— Begin Information shown —

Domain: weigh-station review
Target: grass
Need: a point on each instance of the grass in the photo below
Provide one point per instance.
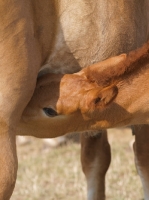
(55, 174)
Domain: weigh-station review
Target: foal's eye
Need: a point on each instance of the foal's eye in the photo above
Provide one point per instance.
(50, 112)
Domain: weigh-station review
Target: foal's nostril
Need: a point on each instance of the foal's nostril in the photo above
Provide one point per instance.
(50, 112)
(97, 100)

— End Information shown —
— Begin Information shown —

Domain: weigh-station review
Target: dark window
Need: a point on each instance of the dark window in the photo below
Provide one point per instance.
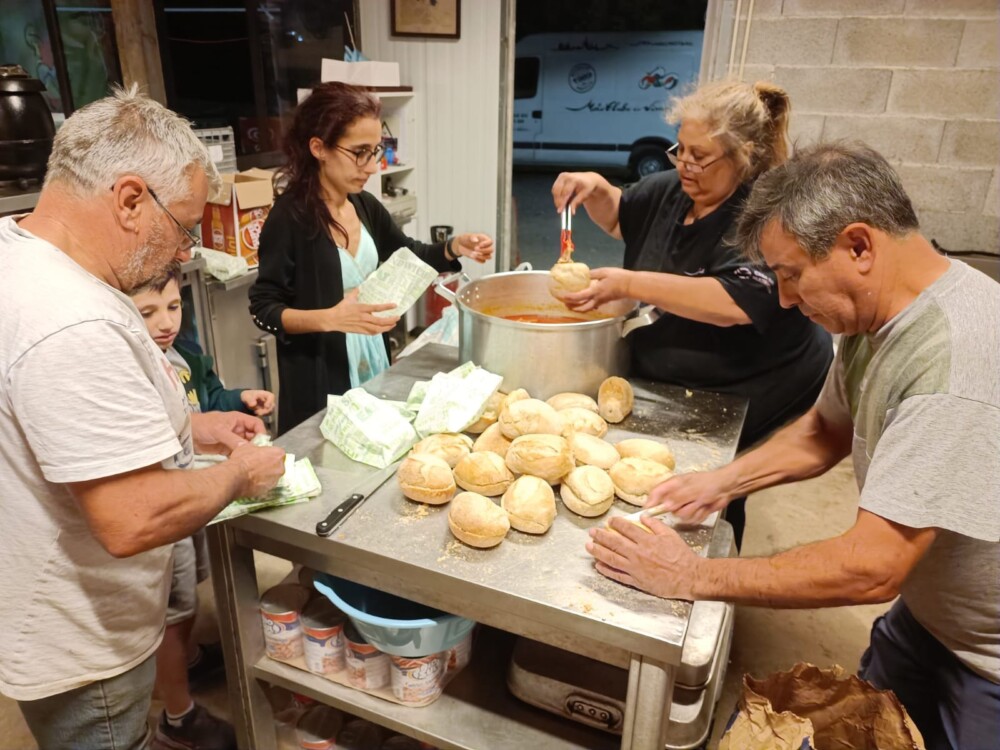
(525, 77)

— End Information shown —

Copy out every line in the items above that contains the word "foal". Case counts, so match capital and lowercase letters exactly.

Final answer:
Target: foal's eye
Need: a point on each instance of the foal's eye in the photo above
Target: foal's nostril
Need: a point on each instance of the foal's nostril in the photo above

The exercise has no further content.